What to produce - Would you repeat exactly the part of the listing below that runs from the line containing "Target: locomotive smokebox" down to the line containing "Target: snow covered roof", inclusive, and nothing else?

---------- Dataset records ----------

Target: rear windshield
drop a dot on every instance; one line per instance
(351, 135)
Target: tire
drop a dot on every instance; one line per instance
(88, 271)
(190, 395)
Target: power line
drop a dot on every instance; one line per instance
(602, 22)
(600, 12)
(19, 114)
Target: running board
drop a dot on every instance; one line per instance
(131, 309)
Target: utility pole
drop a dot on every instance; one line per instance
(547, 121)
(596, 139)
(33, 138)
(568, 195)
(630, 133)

----------
---------- Dataset records ----------

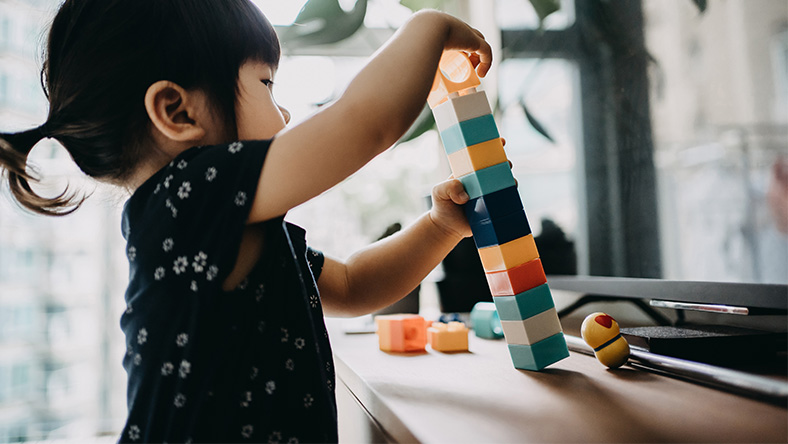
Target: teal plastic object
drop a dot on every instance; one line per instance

----------
---------- Dataset records ----------

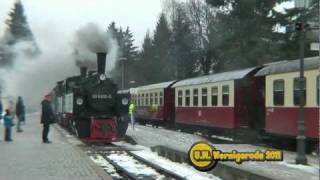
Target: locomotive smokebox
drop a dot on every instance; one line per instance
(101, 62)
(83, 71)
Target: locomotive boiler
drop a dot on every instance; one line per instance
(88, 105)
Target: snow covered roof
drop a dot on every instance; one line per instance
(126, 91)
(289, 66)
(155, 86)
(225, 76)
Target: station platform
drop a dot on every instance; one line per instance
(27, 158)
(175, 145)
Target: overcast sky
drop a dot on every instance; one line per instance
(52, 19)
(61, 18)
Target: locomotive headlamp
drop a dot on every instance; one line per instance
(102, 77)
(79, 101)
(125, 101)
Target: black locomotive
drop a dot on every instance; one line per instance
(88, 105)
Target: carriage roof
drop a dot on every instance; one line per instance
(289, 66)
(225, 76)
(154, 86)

----------

Solution to the exercise -
Target: locomotive smokebox
drop a dot on every instance; one line per instance
(101, 62)
(83, 71)
Target: locomotive boiler
drop a dot on every instance; one line per instance
(88, 105)
Target: snow covered roof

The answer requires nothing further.